- **Aim of the task**
Copy the full listing exactly, word for word.

- **Available data**
================================

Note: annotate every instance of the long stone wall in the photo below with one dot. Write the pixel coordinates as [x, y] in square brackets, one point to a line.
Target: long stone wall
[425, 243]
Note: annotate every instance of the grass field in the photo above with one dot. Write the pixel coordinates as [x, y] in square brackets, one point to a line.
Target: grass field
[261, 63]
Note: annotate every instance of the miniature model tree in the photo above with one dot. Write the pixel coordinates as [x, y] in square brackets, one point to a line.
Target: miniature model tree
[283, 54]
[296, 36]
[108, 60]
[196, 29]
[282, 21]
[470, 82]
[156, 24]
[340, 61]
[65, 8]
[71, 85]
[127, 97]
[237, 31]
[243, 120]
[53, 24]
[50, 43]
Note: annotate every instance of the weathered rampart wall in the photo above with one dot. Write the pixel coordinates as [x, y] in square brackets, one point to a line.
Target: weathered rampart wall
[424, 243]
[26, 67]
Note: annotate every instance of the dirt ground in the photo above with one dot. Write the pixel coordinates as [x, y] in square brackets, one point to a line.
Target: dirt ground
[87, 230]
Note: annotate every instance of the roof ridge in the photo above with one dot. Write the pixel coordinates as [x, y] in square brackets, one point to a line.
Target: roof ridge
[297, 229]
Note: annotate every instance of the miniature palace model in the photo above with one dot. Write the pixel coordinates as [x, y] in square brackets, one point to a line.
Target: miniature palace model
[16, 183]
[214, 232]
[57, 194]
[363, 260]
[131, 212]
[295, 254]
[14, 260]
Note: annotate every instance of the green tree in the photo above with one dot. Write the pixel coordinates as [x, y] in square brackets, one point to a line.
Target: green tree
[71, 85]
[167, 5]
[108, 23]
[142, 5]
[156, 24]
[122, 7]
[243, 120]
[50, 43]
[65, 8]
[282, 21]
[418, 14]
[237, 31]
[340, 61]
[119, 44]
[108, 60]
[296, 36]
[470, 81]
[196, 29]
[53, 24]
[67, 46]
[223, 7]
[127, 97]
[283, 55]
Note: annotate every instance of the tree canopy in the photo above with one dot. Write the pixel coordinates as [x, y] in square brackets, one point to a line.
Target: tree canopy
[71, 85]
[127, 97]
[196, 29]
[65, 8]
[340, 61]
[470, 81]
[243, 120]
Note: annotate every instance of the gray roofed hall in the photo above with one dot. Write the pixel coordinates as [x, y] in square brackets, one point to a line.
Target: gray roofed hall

================================

- **Answer box**
Note: annotate every instance of the long stone wall in the photo below with one dot. Write the pixel coordinates as [x, y] in square brackets, one point to a line.
Target: long stone wall
[425, 243]
Note: annotate every instance of the grass field in the photo above with one dot. Write the pixel coordinates as [x, y] in square brackets, one point to a line.
Target: grass field
[261, 63]
Note: annotate every instance of the miniature model tree in the photo above with one dot. Write the pixel coordinates as [x, y] in square brackets, one point to a line.
Target: miniature model tree
[283, 54]
[296, 36]
[108, 60]
[196, 29]
[282, 21]
[470, 82]
[156, 24]
[340, 61]
[65, 8]
[71, 85]
[127, 97]
[237, 31]
[243, 120]
[53, 24]
[50, 43]
Note: annotate every instance of the weathered rampart wall in the photo above with one dot. Write the pixel coordinates as [x, y] in square brackets, one point to a line.
Target: weathered rampart wall
[424, 243]
[26, 67]
Note: annotate every instance of the dirt ground in the photo above with one dot. Write the pixel coordinates as [x, y] in square brackets, one point to a line.
Target: dirt ground
[87, 230]
Note: annotate every instance of the roof ridge in the photo above with one dot. Write the pixel coordinates as [x, y] in square brackets, one point to a line.
Target: roof ridge
[297, 229]
Note: annotate every instance of the miniature palace model in the photo above with one dot. Write the pixel coordinates as [x, y] in square brackets, one point to a line.
Target: miniature palace model
[16, 183]
[214, 232]
[57, 194]
[363, 260]
[131, 212]
[295, 254]
[14, 260]
Note: annotate every instance of the green tree in the photo above with one dot. Write the pixel coordinates as [x, y] in square brackets, one point to a line.
Target: green tree
[71, 85]
[167, 5]
[108, 23]
[142, 5]
[156, 24]
[122, 7]
[243, 120]
[50, 43]
[65, 8]
[282, 21]
[418, 14]
[237, 31]
[340, 61]
[119, 44]
[108, 60]
[296, 36]
[470, 81]
[196, 29]
[53, 24]
[67, 46]
[223, 7]
[127, 97]
[283, 55]
Note: annotate every instance of the tree canopy in the photo above with one dot. Write the pixel coordinates as [x, y] in square brackets, one point to a line.
Target: tree canopy
[71, 85]
[127, 97]
[196, 29]
[65, 8]
[340, 61]
[470, 81]
[243, 120]
Note: annotate every instance of the gray roofed hall in the photo above with one dot. Write the pixel coordinates as [x, y] in square brackets, one point to a line.
Target: gray roofed hall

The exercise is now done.